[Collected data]

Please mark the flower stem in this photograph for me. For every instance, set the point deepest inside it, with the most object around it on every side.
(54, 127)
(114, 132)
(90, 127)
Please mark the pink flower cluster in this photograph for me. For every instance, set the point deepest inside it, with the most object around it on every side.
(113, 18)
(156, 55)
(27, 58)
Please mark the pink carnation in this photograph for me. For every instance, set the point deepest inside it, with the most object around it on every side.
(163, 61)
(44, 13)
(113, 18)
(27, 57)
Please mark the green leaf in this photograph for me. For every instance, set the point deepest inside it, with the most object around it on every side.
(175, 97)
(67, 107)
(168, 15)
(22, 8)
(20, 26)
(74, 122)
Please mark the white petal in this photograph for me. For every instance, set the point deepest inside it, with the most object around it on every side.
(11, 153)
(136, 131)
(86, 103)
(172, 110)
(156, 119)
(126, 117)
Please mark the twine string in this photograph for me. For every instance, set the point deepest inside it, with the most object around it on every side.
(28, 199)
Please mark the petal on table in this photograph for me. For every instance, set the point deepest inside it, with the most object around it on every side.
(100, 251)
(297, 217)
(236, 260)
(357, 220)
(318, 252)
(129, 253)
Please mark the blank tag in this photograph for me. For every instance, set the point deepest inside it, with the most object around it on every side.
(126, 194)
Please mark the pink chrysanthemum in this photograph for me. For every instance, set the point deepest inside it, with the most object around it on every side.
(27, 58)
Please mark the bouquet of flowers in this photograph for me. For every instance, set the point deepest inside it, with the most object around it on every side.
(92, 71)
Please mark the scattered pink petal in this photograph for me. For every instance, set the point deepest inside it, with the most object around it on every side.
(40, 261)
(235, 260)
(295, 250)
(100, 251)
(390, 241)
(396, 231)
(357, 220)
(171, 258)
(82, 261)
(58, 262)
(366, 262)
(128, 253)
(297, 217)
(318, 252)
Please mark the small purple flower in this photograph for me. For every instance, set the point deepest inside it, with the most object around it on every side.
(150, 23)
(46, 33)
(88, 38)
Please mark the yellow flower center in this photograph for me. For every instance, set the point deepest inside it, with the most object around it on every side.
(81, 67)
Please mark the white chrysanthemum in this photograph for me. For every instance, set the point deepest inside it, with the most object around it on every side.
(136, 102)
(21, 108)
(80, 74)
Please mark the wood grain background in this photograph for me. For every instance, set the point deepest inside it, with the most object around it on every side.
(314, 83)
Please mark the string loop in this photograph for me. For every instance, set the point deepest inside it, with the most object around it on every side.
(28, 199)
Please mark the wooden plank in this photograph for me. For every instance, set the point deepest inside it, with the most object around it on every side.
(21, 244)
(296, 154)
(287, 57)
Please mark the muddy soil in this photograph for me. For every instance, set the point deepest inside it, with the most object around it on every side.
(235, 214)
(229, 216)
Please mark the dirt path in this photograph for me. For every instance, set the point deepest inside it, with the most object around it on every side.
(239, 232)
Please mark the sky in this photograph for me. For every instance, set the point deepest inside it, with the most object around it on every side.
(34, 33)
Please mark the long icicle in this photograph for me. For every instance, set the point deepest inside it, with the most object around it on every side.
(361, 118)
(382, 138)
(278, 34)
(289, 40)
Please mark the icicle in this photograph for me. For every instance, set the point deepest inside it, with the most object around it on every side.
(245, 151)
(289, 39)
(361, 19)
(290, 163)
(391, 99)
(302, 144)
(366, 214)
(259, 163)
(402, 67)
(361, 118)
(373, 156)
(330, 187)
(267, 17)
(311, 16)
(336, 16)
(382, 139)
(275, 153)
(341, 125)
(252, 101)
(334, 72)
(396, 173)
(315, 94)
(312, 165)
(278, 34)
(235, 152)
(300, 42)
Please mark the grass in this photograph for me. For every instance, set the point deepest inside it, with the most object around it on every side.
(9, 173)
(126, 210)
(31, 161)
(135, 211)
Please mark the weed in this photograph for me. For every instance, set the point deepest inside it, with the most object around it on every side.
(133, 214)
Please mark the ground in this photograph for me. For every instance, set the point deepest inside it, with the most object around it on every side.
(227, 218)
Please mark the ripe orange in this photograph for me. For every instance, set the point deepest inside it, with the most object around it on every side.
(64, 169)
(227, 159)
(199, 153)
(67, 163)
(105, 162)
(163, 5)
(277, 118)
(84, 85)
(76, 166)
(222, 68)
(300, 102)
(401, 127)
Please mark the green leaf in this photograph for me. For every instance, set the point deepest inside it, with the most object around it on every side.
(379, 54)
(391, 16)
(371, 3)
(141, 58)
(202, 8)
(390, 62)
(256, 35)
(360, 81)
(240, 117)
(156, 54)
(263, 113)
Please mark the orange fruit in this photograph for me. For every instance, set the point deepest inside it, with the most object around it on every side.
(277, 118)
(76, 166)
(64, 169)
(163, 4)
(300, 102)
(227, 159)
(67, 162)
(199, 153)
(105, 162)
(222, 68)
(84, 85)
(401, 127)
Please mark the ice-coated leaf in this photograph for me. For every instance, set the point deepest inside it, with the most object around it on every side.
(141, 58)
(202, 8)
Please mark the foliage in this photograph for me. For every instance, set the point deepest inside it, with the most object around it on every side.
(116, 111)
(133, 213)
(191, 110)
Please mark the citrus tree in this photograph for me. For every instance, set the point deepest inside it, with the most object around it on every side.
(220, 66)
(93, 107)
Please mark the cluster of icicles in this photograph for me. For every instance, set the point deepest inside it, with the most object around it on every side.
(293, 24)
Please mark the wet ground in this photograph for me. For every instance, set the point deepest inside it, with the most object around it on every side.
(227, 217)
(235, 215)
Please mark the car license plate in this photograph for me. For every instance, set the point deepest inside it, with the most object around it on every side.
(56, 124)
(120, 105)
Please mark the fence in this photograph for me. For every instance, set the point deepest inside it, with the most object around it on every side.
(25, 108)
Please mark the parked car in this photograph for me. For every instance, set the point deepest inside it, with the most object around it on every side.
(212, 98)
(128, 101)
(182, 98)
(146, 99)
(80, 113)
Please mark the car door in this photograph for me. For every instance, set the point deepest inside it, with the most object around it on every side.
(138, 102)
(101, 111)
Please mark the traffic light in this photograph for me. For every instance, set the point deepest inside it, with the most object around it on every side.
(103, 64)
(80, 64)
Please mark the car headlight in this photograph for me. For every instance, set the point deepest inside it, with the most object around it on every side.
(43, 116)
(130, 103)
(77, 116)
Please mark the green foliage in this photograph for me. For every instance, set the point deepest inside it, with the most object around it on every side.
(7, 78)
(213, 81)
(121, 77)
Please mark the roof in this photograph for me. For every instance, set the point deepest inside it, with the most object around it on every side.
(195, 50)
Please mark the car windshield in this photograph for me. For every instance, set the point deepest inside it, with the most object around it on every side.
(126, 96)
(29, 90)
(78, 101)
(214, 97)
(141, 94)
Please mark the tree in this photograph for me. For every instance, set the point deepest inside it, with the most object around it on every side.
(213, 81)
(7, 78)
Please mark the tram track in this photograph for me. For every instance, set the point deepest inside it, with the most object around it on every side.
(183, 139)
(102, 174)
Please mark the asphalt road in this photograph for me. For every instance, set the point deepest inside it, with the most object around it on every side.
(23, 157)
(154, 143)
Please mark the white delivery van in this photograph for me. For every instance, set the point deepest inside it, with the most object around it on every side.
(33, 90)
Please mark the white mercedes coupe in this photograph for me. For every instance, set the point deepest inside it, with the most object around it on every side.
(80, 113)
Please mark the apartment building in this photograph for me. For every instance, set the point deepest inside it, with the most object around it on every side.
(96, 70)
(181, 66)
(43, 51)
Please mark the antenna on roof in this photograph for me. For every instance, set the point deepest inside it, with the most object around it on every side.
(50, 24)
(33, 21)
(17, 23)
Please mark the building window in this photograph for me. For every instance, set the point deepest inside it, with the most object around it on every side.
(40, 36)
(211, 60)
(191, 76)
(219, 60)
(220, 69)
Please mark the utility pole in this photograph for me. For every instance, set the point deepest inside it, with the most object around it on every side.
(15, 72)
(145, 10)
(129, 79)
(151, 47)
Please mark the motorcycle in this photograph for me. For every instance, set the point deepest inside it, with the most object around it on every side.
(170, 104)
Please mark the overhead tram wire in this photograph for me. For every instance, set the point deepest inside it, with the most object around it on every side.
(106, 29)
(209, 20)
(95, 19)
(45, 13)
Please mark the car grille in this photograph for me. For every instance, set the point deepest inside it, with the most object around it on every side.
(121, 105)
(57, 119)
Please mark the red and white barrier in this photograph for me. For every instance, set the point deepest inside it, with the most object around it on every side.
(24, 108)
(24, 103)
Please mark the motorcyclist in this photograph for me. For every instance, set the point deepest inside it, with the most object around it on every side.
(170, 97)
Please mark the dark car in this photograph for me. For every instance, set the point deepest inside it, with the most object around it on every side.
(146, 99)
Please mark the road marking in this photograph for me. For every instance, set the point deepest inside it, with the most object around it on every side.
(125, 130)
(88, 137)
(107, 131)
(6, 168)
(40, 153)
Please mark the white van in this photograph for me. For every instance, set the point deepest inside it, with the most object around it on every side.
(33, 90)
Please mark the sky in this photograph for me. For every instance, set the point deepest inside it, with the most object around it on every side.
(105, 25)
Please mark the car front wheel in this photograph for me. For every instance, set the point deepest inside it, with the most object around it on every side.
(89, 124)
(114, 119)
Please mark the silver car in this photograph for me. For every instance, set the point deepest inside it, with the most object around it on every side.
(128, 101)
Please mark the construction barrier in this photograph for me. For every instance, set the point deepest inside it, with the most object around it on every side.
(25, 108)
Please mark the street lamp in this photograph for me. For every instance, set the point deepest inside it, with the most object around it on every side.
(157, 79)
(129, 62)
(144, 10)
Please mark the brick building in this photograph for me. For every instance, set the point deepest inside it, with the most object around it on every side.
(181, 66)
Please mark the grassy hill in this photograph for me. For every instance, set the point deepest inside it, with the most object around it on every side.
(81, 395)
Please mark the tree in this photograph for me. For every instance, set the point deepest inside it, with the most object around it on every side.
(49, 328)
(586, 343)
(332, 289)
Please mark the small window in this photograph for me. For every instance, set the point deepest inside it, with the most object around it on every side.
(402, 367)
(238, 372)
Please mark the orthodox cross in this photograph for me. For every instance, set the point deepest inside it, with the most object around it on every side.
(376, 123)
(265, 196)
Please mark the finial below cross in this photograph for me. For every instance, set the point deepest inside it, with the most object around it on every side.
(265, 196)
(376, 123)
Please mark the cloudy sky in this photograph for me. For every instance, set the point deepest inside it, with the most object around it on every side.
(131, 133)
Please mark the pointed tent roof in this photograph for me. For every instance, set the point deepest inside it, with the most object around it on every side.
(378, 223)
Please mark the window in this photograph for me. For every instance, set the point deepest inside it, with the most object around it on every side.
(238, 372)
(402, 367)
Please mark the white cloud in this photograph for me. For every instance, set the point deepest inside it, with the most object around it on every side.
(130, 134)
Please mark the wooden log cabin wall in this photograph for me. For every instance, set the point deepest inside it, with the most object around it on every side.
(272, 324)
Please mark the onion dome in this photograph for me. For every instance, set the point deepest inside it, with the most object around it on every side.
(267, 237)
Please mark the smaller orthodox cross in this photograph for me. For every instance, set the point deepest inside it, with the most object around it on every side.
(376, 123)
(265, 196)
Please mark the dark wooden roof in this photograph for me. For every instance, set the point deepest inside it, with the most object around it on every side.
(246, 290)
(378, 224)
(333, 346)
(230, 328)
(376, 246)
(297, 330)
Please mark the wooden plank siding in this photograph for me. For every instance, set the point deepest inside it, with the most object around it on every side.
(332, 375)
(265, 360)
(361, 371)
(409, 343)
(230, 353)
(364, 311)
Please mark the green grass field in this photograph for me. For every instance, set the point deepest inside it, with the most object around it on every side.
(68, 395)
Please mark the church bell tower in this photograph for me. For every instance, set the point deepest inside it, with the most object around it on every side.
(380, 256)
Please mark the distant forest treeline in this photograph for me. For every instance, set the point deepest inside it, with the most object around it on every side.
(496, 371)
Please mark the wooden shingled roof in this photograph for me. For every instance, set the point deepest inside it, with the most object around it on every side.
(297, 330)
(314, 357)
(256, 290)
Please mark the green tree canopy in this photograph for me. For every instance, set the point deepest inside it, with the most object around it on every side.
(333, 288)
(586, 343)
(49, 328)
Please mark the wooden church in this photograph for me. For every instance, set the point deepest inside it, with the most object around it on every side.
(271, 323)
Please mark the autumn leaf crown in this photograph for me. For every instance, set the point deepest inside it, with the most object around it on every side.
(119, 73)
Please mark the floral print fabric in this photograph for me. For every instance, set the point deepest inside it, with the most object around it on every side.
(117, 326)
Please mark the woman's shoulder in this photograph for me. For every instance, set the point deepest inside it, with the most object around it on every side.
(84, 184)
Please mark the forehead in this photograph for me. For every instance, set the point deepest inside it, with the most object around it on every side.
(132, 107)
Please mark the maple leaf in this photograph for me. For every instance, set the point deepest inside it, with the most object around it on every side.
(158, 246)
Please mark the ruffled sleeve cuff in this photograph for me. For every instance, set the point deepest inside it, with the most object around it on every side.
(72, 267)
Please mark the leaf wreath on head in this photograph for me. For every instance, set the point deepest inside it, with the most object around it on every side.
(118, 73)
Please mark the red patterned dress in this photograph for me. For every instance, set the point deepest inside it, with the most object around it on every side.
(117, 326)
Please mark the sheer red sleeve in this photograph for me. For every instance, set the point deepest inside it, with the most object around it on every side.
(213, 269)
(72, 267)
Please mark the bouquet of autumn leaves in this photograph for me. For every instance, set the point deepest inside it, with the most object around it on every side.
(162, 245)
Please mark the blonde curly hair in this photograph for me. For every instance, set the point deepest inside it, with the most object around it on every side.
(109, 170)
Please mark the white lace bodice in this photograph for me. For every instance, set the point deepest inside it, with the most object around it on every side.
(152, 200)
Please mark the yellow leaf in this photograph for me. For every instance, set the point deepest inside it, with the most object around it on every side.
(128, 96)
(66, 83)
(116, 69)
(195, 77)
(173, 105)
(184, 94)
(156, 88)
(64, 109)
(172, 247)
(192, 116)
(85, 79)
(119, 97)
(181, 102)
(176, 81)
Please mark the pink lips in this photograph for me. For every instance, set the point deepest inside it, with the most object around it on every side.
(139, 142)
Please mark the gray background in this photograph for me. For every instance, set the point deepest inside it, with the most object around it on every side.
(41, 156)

* **EXERCISE GOAL**
Exactly reproduce the lines from the one containing "Please mark the gray" through the end of the records, and only those lines.

* **COMPLETED EXERCISE**
Please mark the gray background in this photograph for me. For every instance, set the point deepest inside it, with the most object around it on every side.
(41, 156)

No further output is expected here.